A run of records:

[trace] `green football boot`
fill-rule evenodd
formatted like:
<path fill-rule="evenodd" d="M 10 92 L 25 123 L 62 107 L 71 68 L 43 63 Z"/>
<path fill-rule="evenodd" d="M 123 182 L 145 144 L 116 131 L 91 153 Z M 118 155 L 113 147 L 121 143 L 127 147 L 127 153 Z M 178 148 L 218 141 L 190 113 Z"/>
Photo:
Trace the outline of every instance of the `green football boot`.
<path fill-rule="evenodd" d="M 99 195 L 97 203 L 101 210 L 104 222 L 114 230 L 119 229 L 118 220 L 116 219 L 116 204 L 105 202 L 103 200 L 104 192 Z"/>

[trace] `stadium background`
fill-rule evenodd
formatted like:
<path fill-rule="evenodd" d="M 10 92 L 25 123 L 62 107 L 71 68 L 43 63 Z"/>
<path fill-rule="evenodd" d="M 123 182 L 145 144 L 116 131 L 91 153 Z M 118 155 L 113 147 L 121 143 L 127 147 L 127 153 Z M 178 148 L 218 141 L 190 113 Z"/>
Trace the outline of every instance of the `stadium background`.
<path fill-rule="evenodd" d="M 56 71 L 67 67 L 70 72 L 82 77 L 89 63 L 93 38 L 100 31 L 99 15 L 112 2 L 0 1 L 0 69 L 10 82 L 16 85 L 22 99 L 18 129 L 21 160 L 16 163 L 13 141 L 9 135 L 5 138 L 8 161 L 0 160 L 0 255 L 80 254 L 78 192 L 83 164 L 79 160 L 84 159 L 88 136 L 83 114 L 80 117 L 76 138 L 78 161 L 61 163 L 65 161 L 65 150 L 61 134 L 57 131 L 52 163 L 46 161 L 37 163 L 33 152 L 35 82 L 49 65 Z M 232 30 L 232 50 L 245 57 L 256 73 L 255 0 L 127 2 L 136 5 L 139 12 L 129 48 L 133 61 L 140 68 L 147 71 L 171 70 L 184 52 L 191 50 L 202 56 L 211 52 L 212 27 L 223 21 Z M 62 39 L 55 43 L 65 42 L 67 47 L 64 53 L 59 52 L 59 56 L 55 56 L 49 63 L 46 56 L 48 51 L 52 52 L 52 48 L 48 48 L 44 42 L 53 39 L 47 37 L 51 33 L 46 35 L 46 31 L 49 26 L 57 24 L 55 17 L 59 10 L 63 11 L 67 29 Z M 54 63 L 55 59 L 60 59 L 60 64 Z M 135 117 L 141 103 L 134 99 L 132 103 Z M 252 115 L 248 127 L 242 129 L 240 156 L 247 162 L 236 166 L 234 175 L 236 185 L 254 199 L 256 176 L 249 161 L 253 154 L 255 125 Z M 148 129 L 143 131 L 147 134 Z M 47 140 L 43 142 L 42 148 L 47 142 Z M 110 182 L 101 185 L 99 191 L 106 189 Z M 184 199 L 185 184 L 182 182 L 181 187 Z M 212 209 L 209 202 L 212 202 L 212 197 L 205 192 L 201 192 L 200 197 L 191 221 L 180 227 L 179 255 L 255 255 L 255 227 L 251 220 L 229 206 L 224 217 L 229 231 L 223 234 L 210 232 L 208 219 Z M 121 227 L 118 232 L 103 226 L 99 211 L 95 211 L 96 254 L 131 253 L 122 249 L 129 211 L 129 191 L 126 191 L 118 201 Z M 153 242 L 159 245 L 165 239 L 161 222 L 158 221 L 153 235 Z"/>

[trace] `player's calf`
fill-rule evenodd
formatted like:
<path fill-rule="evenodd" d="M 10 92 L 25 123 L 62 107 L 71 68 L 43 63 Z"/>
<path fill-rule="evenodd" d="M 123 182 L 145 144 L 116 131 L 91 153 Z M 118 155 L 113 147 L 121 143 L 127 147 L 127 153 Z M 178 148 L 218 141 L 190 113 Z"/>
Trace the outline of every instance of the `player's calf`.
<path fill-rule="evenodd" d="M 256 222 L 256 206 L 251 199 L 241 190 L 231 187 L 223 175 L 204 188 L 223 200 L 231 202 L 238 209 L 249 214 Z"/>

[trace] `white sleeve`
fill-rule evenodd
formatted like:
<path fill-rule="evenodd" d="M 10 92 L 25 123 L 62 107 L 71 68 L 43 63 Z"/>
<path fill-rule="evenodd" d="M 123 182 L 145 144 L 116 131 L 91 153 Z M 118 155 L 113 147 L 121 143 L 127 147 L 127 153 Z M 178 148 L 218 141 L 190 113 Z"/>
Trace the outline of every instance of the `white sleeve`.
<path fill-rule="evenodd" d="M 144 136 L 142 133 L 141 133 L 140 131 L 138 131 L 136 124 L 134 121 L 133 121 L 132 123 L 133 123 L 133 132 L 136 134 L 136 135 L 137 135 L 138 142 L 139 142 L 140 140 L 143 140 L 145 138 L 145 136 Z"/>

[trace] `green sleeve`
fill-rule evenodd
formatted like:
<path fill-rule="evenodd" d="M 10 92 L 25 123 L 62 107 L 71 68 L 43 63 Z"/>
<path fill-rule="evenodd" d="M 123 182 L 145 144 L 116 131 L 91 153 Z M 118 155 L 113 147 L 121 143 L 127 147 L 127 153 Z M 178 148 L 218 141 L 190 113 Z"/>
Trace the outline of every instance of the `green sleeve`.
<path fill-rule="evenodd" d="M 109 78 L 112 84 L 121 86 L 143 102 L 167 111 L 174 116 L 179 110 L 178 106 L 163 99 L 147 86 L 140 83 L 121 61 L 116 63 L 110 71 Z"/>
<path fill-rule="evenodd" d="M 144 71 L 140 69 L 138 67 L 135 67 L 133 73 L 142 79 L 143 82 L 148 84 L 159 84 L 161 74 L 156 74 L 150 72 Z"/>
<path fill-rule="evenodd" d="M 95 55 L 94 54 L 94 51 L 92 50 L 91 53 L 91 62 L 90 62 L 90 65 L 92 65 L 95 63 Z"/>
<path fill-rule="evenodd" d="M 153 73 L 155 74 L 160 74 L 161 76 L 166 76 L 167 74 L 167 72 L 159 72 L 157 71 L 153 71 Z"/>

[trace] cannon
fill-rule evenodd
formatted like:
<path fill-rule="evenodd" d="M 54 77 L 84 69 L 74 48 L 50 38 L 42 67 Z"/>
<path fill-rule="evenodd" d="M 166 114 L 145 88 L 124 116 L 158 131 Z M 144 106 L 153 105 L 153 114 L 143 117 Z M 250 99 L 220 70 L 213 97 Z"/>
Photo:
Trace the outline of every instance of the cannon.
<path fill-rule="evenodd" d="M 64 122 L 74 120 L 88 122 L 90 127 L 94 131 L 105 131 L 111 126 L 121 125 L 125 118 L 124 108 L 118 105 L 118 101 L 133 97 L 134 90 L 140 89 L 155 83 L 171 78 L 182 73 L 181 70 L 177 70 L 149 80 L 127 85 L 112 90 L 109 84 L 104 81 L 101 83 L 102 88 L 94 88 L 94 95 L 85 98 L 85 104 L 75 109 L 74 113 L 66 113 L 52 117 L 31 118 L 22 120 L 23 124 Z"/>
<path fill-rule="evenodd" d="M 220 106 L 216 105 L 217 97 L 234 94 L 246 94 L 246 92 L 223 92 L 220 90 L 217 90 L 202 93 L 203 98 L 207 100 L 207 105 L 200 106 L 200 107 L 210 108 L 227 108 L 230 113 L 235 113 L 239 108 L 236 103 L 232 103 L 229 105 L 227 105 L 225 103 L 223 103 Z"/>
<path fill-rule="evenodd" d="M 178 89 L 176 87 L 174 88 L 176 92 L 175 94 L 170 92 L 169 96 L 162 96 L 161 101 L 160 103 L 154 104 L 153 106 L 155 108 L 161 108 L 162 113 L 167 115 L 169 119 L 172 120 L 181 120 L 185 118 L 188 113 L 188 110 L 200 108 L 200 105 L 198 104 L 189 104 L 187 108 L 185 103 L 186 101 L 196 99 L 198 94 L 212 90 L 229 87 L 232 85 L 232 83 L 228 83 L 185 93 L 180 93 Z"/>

> WRITTEN INSTRUCTION: Return only the lines running from the line with "[trace] cannon" to the last line of the records, both included, exactly as written.

> WRITTEN SOLUTION:
[trace] cannon
fill-rule evenodd
formatted like:
<path fill-rule="evenodd" d="M 54 77 L 84 69 L 74 48 L 50 38 L 42 67 Z"/>
<path fill-rule="evenodd" d="M 166 114 L 145 88 L 124 116 L 158 131 Z M 144 106 L 153 105 L 153 114 L 143 117 Z M 250 99 L 220 70 L 213 97 Z"/>
Photo:
Trace the outline of every instance of the cannon.
<path fill-rule="evenodd" d="M 64 122 L 74 120 L 88 122 L 90 127 L 94 131 L 105 131 L 111 126 L 121 125 L 125 118 L 124 108 L 118 105 L 118 101 L 133 97 L 134 90 L 140 89 L 155 83 L 171 78 L 182 73 L 181 70 L 177 70 L 149 80 L 127 85 L 112 90 L 109 84 L 104 81 L 101 83 L 102 88 L 94 88 L 94 95 L 85 98 L 85 104 L 75 109 L 74 113 L 66 113 L 52 117 L 31 118 L 22 120 L 23 124 Z"/>
<path fill-rule="evenodd" d="M 220 106 L 216 105 L 217 97 L 234 94 L 246 94 L 246 92 L 223 92 L 220 90 L 217 90 L 202 93 L 203 98 L 207 100 L 207 105 L 200 106 L 200 107 L 210 108 L 227 108 L 230 113 L 235 113 L 239 108 L 236 103 L 232 103 L 229 105 L 227 105 L 225 103 L 223 103 Z"/>
<path fill-rule="evenodd" d="M 178 89 L 176 87 L 174 88 L 176 92 L 175 94 L 170 92 L 169 96 L 162 96 L 161 101 L 160 103 L 154 104 L 153 106 L 155 108 L 161 108 L 162 113 L 167 115 L 169 119 L 172 120 L 181 120 L 185 118 L 188 113 L 188 110 L 200 108 L 200 105 L 198 104 L 189 104 L 187 108 L 185 103 L 186 101 L 196 99 L 198 94 L 212 90 L 229 87 L 232 85 L 232 83 L 228 83 L 185 93 L 180 93 Z"/>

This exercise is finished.